[Document]
· · · · · · ·
À l’heure où l’horloge de l’apocalypse ne marque que deux petites minutes avant un minuit fatidique, l’intérêt présent pour cette notion ne peut être qu’évident. Toutefois, l’utilisation indiscriminée du terme, son application immédiate à toutes sortes de contextes et l’oubli des références culturelles et religieuses qui lui sont liées induisent inévitablement un appauvrissement conceptuel de l’idée d’apocalypse, qui risque finalement de la vider de toute substance et, par conséquent, d’affaiblir son pouvoir de conviction face aux menaces qui pèsent sur le monde. C’est donc dans le but de contrer le danger de l’amplitude conceptuelle prise aujourd’hui par le terme et ses innombrables emplois métaphoriques et dans celui d’interroger les multiples contresens commis à propos de la notion même d’apocalypse[4] que nous proposons de revenir à la base textuelle de cette notion, afin d’en étudier l’héritage historique, esthétique et rhétorique du Moyen Âge à nos jours dans les aires de langues romanes.
Transcrit du grec ἀποκάλυψις, le terme renvoie initialement à l’idée de « dévoilement » ou de « révélation », mais, premier mot de l’Apocalypse de Jean – dernier livre du canon biblique chrétien –, il donne également son nom à la forme littéraire des écrits apocalyptiques, qui, dans les traditions juive et chrétienne, se présentent comme des révélations divines[5] portant sur les mystères divins, sur l’avenir plus ou moins lointain de l’humanité et, en particulier, mais non exclusivement, sur son devenir eschatologique, la fin dernière de l’homme et celle du monde s’y trouvant généralement intimement mêlées[6]. Parmi les textes apocalyptiques, certains n’ont été retenus ni au sein des Écritures juives (ainsi divers écrits intertestamentaires, comme le Livre d’Hénoch, le quatrième Esdras ou les Apocalypses grecque et syriaque de Baruch) ni au sein de la Bible chrétienne (telles les deux Apocalypses apocryphes des apôtres Pierre et Paul). Mais le genre apocalyptique a bien sûr laissé son empreinte dans la Bible, à la fois dans l’Ancien Testament (certains éléments du Livre d’Ézéchiel, des passages du Livre de Zacharie et, plus spécifiquement, le Livre de Daniel) et dans le Nouveau Testament (l’« apocalypse synoptique » des trois premiers évangiles, et surtout l’Apocalypse de Jean, souvent considérée comme le couronnement du genre, bien qu’elle n’ait pas toujours été incluse dans le canon biblique).
· · · · · · ·
[Données fournies]
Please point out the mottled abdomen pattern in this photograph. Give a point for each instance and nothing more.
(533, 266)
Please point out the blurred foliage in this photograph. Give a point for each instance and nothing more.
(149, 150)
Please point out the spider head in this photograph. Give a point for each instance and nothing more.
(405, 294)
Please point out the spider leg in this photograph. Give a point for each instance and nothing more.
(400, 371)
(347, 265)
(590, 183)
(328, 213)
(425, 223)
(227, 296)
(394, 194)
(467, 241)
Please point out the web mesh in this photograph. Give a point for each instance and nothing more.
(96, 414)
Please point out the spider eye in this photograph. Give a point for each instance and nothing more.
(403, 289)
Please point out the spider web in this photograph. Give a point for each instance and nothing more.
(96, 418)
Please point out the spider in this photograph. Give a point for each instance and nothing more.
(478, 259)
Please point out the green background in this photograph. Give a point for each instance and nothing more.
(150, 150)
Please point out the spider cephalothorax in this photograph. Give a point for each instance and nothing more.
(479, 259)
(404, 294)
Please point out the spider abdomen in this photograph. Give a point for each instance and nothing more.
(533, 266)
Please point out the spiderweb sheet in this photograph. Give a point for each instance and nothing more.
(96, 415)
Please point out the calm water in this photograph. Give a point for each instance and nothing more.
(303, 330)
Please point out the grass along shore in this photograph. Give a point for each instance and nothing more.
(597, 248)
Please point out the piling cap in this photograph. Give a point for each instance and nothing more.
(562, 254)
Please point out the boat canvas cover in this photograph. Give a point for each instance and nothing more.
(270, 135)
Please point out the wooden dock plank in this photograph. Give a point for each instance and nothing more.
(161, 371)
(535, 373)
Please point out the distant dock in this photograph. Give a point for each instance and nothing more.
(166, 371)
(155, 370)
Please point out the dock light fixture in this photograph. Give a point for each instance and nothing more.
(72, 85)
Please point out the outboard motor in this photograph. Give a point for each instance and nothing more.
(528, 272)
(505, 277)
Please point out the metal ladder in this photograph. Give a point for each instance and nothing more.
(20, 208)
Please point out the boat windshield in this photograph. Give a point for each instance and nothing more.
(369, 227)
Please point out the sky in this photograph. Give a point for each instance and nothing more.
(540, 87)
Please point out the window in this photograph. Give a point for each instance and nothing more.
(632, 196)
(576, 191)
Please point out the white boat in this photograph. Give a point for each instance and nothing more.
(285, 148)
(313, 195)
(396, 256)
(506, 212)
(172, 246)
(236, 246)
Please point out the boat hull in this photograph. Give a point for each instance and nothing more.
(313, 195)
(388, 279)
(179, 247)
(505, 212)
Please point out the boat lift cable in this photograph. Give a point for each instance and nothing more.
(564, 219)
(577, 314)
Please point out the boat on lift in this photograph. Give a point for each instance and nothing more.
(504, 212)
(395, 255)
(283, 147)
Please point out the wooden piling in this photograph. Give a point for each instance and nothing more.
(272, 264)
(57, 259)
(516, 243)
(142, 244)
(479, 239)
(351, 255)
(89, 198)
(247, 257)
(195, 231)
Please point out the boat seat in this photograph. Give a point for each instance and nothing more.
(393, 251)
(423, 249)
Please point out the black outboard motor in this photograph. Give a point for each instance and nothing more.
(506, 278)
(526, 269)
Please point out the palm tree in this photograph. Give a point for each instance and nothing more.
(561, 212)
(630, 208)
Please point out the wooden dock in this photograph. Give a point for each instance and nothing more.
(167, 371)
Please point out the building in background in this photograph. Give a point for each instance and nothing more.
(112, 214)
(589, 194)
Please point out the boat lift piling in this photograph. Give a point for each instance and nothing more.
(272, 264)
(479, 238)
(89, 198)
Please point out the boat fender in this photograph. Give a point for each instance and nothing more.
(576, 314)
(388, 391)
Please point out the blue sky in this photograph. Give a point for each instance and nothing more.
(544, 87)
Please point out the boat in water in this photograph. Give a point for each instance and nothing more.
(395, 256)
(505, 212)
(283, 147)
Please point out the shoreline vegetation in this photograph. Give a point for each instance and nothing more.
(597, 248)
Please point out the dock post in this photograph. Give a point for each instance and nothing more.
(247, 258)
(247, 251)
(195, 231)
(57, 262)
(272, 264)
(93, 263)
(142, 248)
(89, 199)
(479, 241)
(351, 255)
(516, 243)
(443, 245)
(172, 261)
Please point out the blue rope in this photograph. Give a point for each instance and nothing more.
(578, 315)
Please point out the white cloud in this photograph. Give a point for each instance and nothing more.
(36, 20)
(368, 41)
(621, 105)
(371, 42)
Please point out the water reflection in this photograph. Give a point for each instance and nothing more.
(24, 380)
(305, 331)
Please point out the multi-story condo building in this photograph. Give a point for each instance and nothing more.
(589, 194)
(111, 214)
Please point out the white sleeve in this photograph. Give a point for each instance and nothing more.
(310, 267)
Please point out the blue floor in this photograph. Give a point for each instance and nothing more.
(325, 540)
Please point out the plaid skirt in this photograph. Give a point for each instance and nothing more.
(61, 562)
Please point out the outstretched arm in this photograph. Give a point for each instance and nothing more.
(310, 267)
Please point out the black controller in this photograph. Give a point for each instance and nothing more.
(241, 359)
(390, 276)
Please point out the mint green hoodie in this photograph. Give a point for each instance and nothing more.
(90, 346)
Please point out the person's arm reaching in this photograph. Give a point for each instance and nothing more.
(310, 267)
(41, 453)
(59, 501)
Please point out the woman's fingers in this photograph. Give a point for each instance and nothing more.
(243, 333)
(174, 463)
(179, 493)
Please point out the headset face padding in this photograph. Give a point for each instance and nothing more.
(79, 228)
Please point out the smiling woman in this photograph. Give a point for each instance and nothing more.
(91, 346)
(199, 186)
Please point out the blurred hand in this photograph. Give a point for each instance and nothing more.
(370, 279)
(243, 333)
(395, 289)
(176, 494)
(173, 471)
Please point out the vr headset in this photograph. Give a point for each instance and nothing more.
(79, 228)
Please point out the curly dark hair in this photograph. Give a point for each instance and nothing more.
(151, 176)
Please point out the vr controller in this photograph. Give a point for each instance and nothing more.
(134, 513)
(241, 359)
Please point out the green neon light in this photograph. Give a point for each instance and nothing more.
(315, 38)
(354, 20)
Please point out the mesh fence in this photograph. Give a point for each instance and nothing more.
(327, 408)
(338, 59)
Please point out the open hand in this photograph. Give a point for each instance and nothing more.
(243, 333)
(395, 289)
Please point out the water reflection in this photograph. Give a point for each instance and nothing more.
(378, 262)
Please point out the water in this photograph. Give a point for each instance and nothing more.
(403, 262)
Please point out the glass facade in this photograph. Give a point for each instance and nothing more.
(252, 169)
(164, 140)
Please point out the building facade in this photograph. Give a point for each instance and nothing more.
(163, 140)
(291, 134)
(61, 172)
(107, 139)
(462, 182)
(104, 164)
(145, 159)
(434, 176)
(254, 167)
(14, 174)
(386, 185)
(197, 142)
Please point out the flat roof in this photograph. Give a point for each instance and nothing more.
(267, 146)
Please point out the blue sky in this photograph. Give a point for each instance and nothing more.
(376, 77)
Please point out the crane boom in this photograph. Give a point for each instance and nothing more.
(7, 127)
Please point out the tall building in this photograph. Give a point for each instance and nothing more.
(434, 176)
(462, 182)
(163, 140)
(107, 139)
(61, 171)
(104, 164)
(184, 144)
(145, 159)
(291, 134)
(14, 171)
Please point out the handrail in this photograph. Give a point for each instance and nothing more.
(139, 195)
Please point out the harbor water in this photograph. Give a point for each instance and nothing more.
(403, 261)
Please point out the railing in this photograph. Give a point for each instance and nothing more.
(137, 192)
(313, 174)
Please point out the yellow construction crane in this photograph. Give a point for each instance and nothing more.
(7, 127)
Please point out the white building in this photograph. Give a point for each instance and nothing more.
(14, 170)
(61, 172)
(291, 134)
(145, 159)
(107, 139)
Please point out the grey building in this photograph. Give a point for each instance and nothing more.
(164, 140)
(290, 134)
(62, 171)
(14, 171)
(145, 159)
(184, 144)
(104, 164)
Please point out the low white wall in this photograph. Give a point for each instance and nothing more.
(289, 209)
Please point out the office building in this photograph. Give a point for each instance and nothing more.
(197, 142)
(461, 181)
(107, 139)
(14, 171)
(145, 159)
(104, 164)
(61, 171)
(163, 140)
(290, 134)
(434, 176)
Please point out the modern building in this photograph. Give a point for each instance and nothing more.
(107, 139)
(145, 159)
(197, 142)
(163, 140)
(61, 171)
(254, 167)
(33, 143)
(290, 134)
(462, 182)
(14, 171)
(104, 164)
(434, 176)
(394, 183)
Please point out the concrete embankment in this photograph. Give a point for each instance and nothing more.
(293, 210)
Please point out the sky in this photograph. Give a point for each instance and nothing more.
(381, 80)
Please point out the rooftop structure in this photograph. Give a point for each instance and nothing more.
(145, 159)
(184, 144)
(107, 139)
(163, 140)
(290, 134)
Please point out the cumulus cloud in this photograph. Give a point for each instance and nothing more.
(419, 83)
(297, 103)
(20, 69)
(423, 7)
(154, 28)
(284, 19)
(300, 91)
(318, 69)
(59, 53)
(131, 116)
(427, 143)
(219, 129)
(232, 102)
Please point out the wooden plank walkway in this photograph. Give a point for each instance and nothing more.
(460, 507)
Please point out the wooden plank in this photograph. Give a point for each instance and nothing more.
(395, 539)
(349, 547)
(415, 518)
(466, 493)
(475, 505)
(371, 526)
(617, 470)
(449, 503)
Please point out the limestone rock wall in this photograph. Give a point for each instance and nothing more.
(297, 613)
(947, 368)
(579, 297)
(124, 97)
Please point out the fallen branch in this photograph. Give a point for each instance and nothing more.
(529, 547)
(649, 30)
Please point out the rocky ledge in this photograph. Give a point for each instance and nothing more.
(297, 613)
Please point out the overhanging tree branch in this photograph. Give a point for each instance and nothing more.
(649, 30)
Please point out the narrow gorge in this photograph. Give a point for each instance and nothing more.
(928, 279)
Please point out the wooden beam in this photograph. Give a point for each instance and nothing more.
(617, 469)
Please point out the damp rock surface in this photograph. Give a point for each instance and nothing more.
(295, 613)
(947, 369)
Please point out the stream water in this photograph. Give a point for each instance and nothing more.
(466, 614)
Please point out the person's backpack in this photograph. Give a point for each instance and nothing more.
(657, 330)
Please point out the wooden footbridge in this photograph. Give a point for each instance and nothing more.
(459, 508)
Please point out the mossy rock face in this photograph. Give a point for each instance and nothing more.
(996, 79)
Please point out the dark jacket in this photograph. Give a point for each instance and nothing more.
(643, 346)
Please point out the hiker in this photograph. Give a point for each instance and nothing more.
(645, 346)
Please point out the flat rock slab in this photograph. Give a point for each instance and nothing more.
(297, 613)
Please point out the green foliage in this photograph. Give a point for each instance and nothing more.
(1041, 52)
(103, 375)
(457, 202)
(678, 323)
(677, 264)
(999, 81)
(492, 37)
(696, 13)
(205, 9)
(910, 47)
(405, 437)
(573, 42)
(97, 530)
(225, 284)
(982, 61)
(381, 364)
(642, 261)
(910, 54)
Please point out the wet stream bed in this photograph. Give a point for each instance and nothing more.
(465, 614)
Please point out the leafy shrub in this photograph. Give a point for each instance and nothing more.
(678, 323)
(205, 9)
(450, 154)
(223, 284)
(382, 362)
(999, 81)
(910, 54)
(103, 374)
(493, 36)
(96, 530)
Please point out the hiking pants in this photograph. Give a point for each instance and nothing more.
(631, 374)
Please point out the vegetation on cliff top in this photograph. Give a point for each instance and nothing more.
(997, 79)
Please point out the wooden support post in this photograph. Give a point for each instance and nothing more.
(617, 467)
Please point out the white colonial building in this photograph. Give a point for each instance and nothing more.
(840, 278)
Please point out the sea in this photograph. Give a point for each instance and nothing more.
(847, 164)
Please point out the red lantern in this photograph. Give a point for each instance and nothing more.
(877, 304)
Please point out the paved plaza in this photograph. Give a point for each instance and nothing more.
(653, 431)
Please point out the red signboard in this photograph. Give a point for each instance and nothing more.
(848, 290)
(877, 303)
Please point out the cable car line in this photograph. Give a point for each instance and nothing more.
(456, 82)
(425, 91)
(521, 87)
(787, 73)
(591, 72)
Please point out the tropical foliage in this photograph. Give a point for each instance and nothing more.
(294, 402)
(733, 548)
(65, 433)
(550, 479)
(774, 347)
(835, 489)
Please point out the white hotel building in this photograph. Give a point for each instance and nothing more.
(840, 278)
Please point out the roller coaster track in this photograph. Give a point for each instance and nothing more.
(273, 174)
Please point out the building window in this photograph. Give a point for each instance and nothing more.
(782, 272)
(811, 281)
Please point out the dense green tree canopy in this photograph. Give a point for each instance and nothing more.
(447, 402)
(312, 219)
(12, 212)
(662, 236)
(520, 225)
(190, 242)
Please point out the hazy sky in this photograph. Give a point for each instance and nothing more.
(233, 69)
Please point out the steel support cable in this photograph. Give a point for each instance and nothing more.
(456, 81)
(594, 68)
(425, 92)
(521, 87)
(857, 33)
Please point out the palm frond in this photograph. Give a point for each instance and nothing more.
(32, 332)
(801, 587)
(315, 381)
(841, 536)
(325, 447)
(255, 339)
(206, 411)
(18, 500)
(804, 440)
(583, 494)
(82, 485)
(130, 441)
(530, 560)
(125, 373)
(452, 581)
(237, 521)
· · · · · · ·
[Consigne]
D'après le texte sur l'apocalypse, à quelle idée renvoie au départ le mot grec ἀποκάλυψις ?

[Corrigé]
Il renvoie à l'idée de « dévoilement » ou de « révélation ».